→ Data for the task:
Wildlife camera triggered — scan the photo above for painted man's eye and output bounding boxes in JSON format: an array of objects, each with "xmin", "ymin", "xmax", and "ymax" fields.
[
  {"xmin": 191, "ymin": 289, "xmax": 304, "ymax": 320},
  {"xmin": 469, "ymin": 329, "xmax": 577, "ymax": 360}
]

→ Problem details: Count the lines in the data above that contain the string "ymin". Reply with the number alone.

→ Reply: 3